Dans la mythologie grecque, Œdipe était le fils de Laïos et Jocaste. Pour échapper à la prédiction d’Apollon, qui prétendait qu’il serait tué par son propre fils, Laïos ordonna à un serviteur d’abandonner l’enfant sur le Mont Cithéron, avec ses deux pieds cloués. Mais au lieu de cela, le serviteur le confia à un berger, qui plus tard le donna à Polybe, roi de Corinthe, et à sa femme Mérope qui n’avaient pas de descendance. Ils l’appelèrent Œdipe – Oidipos signifiant pieds enflés – et l’élevèrent comme leur fils.

Le mythe commence par un infanticide, le père faisant tuer son enfant en l’exposant pour qu’il soit dévoré par les bêtes sauvages, ce qui était un supplice courant dans l’Antiquité. Il est probable que le serviteur ait en réalité obéi à son maître et cloué les pieds de l’enfant, car sans cela ses parents adoptifs ne lui auraient pas donné le nom de pieds enflés. Vraisemblablement, un berger aura trouvé l’enfant agonisant et l’aura délivré par compassion. Il est donc hautement significatif que le mythe d’Œdipe ait été popularisé comme l’histoire d’un fils qui tue son père, alors que les faits montrent exactement le contraire.

## MATÉRIEL DES TÂCHES
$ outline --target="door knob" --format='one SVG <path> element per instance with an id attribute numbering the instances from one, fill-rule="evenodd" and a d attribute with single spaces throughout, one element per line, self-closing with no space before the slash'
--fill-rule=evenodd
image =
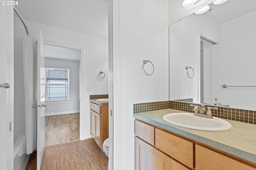
<path id="1" fill-rule="evenodd" d="M 46 104 L 41 104 L 41 107 L 42 107 L 42 106 L 43 107 L 46 107 Z"/>
<path id="2" fill-rule="evenodd" d="M 34 104 L 33 105 L 32 105 L 32 107 L 34 108 L 34 107 L 37 107 L 37 105 L 36 105 L 35 104 Z"/>

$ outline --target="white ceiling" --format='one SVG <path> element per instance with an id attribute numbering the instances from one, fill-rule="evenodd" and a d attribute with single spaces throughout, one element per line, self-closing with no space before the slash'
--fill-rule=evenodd
<path id="1" fill-rule="evenodd" d="M 79 61 L 80 51 L 80 50 L 46 45 L 44 46 L 44 55 L 48 58 Z"/>
<path id="2" fill-rule="evenodd" d="M 256 0 L 229 0 L 218 5 L 212 3 L 210 6 L 210 9 L 213 10 L 206 14 L 222 23 L 256 10 Z"/>
<path id="3" fill-rule="evenodd" d="M 108 0 L 22 0 L 15 7 L 24 20 L 107 37 Z"/>

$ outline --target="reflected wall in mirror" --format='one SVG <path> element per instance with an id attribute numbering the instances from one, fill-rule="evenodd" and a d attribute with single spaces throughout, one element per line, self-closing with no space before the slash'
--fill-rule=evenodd
<path id="1" fill-rule="evenodd" d="M 256 110 L 256 87 L 222 86 L 256 86 L 256 0 L 210 6 L 170 27 L 170 99 Z"/>

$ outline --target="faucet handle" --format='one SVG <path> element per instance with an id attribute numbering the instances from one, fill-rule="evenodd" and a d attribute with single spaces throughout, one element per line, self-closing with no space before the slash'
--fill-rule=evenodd
<path id="1" fill-rule="evenodd" d="M 206 114 L 207 115 L 212 115 L 212 111 L 211 111 L 211 109 L 214 109 L 214 110 L 217 110 L 218 109 L 218 107 L 207 107 L 207 113 L 206 113 Z"/>

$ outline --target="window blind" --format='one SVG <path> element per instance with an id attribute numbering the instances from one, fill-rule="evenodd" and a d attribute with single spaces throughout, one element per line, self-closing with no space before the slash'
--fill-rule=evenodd
<path id="1" fill-rule="evenodd" d="M 69 69 L 46 68 L 46 101 L 69 100 Z"/>

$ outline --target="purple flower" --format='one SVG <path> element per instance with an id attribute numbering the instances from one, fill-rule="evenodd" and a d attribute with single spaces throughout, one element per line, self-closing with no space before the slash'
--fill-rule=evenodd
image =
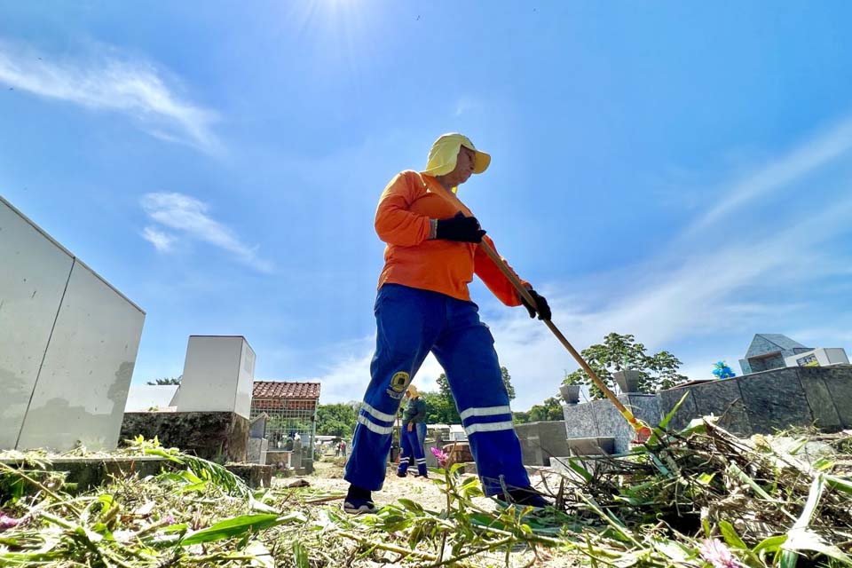
<path id="1" fill-rule="evenodd" d="M 449 455 L 437 447 L 431 447 L 430 450 L 431 450 L 432 455 L 435 456 L 435 459 L 438 460 L 438 465 L 441 466 L 442 468 L 446 465 L 446 459 L 450 457 Z"/>
<path id="2" fill-rule="evenodd" d="M 12 518 L 8 515 L 0 513 L 0 531 L 5 531 L 6 529 L 17 526 L 20 522 L 20 519 Z"/>
<path id="3" fill-rule="evenodd" d="M 705 539 L 698 547 L 701 557 L 713 564 L 714 568 L 739 568 L 740 564 L 734 558 L 730 548 L 717 539 Z"/>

## CONSIGNES
1: D'après le texte extrait sur le mythe d'Œdipe, que signifie le nom Oidipos ?
2: Dans les enregistrements, renommez « outline » en « contour » sur le passage allant du début jusqu'à la ligne contenant « 24 20 L 107 », incluse. Reproduisez uniquement ce passage, sans les images.

## RÉSULTATS PAR TÂCHE
1: Pieds enflés.

2:
$ contour --target="door knob" --format='one SVG <path> element per instance with an id attribute numbering the instances from one, fill-rule="evenodd" and a d attribute with single spaces throughout, one element per line, self-closing with no space before the slash'
--fill-rule=evenodd
image =
<path id="1" fill-rule="evenodd" d="M 46 104 L 41 104 L 41 107 L 42 107 L 42 106 L 43 107 L 46 107 Z"/>
<path id="2" fill-rule="evenodd" d="M 34 104 L 33 105 L 32 105 L 32 107 L 34 108 L 34 107 L 37 107 L 37 105 L 36 105 L 35 104 Z"/>

$ contour --target="white ceiling" --format='one SVG <path> element per instance with an id attribute numbering the instances from one, fill-rule="evenodd" and a d attribute with single spaces throughout, one element per line, self-closing with no space before the slash'
--fill-rule=evenodd
<path id="1" fill-rule="evenodd" d="M 79 61 L 80 51 L 80 50 L 46 45 L 44 46 L 44 55 L 48 58 Z"/>
<path id="2" fill-rule="evenodd" d="M 256 0 L 229 0 L 218 5 L 212 3 L 210 6 L 210 9 L 213 10 L 206 14 L 222 23 L 256 10 Z"/>
<path id="3" fill-rule="evenodd" d="M 108 0 L 22 0 L 15 7 L 24 20 L 107 37 Z"/>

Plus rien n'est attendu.